══ SELECTED TEXT ══

Originally Published: April 4th, 2007

Patricia Smith has been called “a testament to the power of words to change lives.” She is the author of seven books of poetry, including Incendiary Art (2017); Shoulda Been Jimi Savannah (2012), which won the Lenore Marshall Prize from the Academy of American Poets; Blood Dazzler (2008), a chronicle...

  1. April 4, 2007
     Brian Hadd

    This reminds me of Jonathan Franzen saying he never read Don Quixote in the New Yorker a few years ago.
    I've never read Auden either.
    The Hood Company

  2. April 4, 2007
     Kristin Hahn

    I'm an English Professor who's never read Moby Dick, Dante's Inferno, or anything by Nabokov. I have sub sub lists of novels I've never read, and what about the ones I haven't heard of yet? It's a full-time job being a literary snob. I think I'd rather have a garden and watch bad Lifetime movies occassionally. (I've admitted more here than I originally planned.)

═══
══ ROWS ══

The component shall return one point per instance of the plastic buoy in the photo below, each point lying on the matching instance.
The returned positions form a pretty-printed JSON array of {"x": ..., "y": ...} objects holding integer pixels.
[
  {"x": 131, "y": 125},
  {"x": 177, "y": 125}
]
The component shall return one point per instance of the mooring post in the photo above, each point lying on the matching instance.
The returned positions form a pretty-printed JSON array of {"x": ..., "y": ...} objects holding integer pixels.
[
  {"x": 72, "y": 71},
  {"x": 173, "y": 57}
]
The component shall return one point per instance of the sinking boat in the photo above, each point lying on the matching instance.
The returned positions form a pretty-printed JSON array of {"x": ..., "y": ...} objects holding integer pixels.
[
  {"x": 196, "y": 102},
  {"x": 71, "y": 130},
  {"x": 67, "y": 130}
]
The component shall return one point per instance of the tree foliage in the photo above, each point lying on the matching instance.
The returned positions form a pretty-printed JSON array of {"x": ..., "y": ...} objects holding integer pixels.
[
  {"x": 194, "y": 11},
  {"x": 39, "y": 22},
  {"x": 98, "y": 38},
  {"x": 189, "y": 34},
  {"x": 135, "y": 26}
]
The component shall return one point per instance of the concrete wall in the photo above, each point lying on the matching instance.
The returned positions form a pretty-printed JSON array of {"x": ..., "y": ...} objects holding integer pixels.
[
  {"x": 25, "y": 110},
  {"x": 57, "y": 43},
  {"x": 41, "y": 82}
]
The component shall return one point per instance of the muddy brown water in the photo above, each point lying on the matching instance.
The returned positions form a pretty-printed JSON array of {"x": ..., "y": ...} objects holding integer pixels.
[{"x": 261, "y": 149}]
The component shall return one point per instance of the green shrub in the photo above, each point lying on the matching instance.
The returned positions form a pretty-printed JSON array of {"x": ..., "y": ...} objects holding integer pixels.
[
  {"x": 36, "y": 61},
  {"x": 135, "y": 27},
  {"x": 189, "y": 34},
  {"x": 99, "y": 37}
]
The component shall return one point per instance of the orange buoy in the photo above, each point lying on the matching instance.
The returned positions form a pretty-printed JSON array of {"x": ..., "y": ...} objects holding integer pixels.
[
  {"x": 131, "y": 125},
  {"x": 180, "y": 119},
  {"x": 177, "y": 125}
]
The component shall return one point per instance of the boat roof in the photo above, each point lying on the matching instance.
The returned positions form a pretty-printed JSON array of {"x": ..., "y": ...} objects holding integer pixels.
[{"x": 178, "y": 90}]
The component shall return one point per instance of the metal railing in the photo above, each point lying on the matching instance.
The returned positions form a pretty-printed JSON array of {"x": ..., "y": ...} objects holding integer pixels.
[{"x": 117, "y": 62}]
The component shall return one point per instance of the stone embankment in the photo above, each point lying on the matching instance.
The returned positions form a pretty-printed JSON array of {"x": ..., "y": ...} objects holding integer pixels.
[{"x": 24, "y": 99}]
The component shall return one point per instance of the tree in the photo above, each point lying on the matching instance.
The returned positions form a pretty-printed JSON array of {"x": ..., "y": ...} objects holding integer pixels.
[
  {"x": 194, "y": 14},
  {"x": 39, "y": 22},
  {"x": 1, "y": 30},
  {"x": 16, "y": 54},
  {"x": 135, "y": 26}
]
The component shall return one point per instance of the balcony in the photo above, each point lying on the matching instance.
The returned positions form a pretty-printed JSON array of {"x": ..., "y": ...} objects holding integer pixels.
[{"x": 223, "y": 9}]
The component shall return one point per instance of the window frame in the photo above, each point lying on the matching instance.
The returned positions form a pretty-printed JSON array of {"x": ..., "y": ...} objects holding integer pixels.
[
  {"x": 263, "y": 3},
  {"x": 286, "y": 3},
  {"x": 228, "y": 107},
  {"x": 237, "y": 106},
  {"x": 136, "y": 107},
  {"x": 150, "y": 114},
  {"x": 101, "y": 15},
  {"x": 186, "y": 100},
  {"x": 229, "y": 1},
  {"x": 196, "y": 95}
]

═══

◆ WHAT TO WORK ON
From the text above about Patricia Smith, reproduce word for word the passage starting at "Patricia Smith has" up to and including "read Auden either.".

◆ RESULT OF THIS TASK
Patricia Smith has been called “a testament to the power of words to change lives.” She is the author of seven books of poetry, including Incendiary Art (2017); Shoulda Been Jimi Savannah (2012), which won the Lenore Marshall Prize from the Academy of American Poets; Blood Dazzler (2008), a chronicle...

  1. April 4, 2007
     Brian Hadd

    This reminds me of Jonathan Franzen saying he never read Don Quixote in the New Yorker a few years ago.
    I've never read Auden either.